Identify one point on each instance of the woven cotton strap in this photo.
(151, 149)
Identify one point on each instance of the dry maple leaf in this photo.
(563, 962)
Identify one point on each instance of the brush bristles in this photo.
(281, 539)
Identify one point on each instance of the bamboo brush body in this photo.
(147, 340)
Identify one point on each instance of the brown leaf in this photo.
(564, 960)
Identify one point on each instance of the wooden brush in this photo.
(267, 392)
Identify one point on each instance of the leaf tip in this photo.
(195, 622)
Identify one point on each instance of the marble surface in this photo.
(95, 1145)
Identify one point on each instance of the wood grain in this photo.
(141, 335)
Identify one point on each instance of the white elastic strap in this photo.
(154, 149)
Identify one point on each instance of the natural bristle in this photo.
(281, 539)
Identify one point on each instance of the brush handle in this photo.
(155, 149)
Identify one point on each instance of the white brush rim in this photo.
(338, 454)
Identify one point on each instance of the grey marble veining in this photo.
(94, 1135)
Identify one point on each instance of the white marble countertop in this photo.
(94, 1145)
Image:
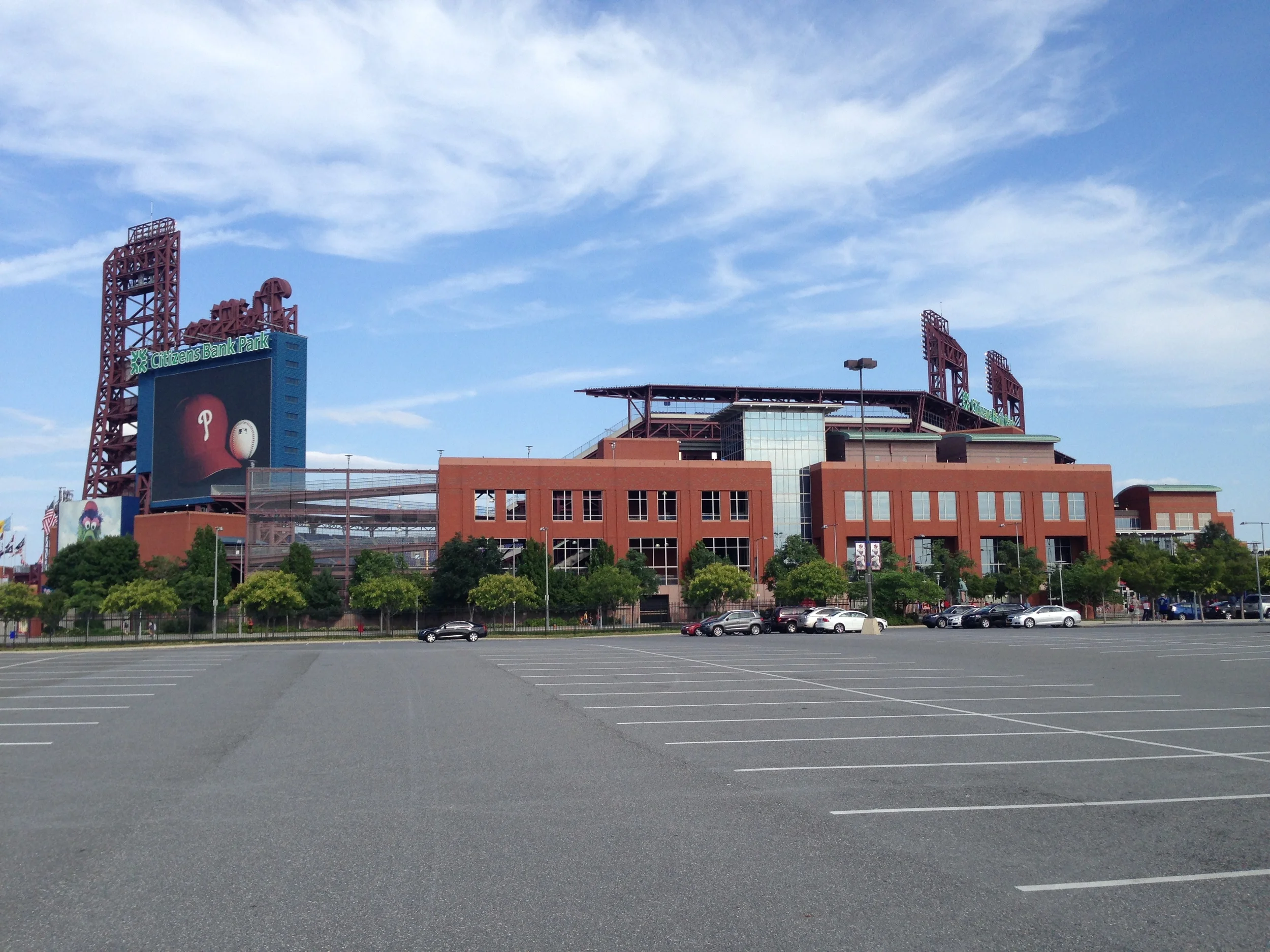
══════════════════════════════
*Exercise task:* Express the entries above as a numbered list, one line per item, with blank lines left out. Leave the picture out of your answer.

*Written answer:*
1. Identify one point on each instance of the woven cotton strap in this photo.
2. (151, 149)
3. Identify one point on each instance of the dry maple leaf in this photo.
4. (563, 962)
5. Identify one point on each instance of the brush bristles in this photo.
6. (281, 539)
7. Identify one point on each instance of the bamboo brush body in this photo.
8. (147, 340)
9. Identify one point on each instance of the brown leaf in this photo.
10. (564, 960)
11. Identify one point on each instance of the wooden brush in this photo.
12. (267, 392)
13. Identify one point on each instance of the leaf tip in this photo.
14. (195, 622)
15. Identify one point on each instance of the marble surface in this photo.
16. (95, 1145)
17. Identify one point on each instance of the wood grain in this photo.
18. (141, 335)
19. Identify one point on each instance of the white elastic strap in this photo.
20. (154, 149)
21. Identify one point on each instance of the natural bristle in this photo.
22. (281, 539)
23. Identify one point on each instance of the brush handle in this photo.
24. (155, 149)
25. Identify one point on each instance of the white brush rim in this photo.
26. (338, 454)
27. Identify one point on each instance of the grey marble veining in this photo.
28. (94, 1135)
29. Identify one point on each instance of the white marble countertop in this photo.
30. (94, 1145)
31. Image:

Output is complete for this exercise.